-- WHAT IS BEING ASKED --
Rewrite the following lines, putting "separated by a single space" in place of every occurrence of "divided by one space" and keeping everything else the same.

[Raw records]
============

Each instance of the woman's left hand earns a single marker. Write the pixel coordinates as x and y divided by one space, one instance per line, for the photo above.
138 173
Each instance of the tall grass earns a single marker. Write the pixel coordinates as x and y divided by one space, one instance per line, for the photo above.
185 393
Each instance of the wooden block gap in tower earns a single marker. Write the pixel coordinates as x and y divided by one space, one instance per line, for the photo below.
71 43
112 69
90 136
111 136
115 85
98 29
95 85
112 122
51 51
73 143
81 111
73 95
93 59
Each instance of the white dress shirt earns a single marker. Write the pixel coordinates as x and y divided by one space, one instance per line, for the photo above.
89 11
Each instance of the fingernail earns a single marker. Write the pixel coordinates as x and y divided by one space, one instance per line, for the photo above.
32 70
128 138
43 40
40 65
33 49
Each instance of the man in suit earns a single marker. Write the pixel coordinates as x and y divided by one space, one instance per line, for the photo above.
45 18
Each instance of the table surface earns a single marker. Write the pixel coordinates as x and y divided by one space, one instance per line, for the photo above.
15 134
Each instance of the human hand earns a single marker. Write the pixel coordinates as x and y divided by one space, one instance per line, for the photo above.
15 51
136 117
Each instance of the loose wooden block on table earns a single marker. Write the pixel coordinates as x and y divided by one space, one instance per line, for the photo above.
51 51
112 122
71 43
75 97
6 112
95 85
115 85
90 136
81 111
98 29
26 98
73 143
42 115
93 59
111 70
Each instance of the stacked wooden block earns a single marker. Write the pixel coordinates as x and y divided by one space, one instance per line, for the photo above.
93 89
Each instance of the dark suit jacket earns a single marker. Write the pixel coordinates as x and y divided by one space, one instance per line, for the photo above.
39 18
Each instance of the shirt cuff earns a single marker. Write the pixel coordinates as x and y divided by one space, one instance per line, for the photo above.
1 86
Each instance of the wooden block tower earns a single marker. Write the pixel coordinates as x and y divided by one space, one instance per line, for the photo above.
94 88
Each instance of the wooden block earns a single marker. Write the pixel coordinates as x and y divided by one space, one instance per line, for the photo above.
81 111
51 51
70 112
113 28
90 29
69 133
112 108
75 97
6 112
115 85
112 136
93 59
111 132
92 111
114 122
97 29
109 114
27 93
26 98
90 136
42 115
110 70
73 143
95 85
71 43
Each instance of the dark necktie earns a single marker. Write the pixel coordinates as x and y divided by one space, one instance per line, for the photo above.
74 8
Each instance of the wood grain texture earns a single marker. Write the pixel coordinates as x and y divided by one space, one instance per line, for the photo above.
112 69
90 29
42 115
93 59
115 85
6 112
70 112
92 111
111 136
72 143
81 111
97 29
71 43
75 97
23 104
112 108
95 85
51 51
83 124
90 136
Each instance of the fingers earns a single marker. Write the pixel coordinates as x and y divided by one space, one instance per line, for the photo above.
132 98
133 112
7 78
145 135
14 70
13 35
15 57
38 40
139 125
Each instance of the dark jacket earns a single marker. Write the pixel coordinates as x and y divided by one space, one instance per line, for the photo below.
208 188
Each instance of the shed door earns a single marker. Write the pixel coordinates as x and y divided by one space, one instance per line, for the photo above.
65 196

============

-- ANSWER FOR THIS EXERCISE --
Each instance of the woman's left hand earns a single marker. Write the pixel coordinates as x and y separated by a single space, one instance per line, for the photo above.
138 173
Each instance of the tall grass earns a single marker. Write the pixel coordinates as x and y separated by a single space, one instance per line, for the photo above.
185 393
Each instance of the wooden block gap in tower earns a single marker. Write the pixel coordinates as x and y separated by a single space, one instance per line, for the photo below.
71 43
112 69
90 136
111 136
115 85
98 29
95 85
112 122
51 51
73 143
81 111
73 95
93 59
Each instance of the white dress shirt earns a single marker. Write the pixel coordinates as x and y separated by a single space, one instance per line, for the photo above.
89 11
Each instance of the fingernail earns a single marker. Write the pixel coordinates as x and y separated by a single space, one instance per line, for the photo above.
32 70
128 138
43 40
40 65
33 49
Each instance of the man in suit earns a single marker. Write the pixel coordinates as x and y separated by a single space, one instance per line, for the photo above.
45 18
Each instance of the table surface earns a single marker. Write the pixel coordinates as x and y separated by a single space, one instance per line, for the photo above.
15 134
Each instance of the human hand earns a single marker. Write the pixel coordinates as x and y separated by a single space, one instance per line, for the photo above.
15 51
136 117
Each instance of the loose wooden block on table earns a single marker. Write the pixel coordinates as x and y separated by a single space, one instance per line, for the photo above.
51 51
112 122
71 43
75 97
6 112
95 85
115 85
90 136
81 111
98 29
26 98
73 143
42 115
93 59
111 70
Each instance of the stacked wooden block earns a single marker. Write the pixel coordinates as x and y separated by a single space, one instance per line, for the photo above.
93 89
Each instance of the dark suit jacket earns a single marker. Write the pixel coordinates as x and y separated by a single space, one instance per line, for the photo above.
39 18
Each instance of the shirt cuff earns a single marker. Write the pixel coordinates as x and y separated by a single space, one instance per line, for the photo above.
1 86
Each instance of the wooden block tower earns a single marker. Write the pixel coordinates as x and y separated by a single space, one instance per line, for the photo above.
94 88
Each instance of the wooden block earns a single marker. Write the pixel coordinates as x and y separated by a single space, one instance per line, for the photo above.
81 111
51 51
70 112
113 28
90 29
69 133
112 108
75 97
6 112
115 85
112 136
93 59
111 132
92 111
114 122
97 29
109 114
27 93
26 98
90 136
42 115
110 70
73 143
95 85
71 43
Each instance of the dark necktie earns a single marker. Write the pixel coordinates as x and y separated by a single space, one instance per line, for the photo above.
74 8
Each instance of the wood grain texture earns a single marker. Write the pixel coordinates as x and y separated by a single space, one instance per line, for the photo above.
112 69
90 29
42 115
93 59
115 85
6 112
70 112
92 111
111 136
72 143
81 111
97 29
71 43
75 97
23 104
112 108
95 85
51 51
83 124
90 136
Each instance of the fingers earns a single marker. Write the pixel coordinates as x and y separated by a single space, one instance per line, for the photo above.
132 98
133 112
7 78
145 135
14 70
13 35
15 57
38 40
139 125
Each instance of the dark jacket earns a single marker. Write the pixel coordinates as x and y separated by a single space, one instance per line, for the photo below.
208 188
Each instance of the shed door earns a single marker. Write the pixel coordinates as x and y separated by a single space, one instance per line, for the photo above.
65 196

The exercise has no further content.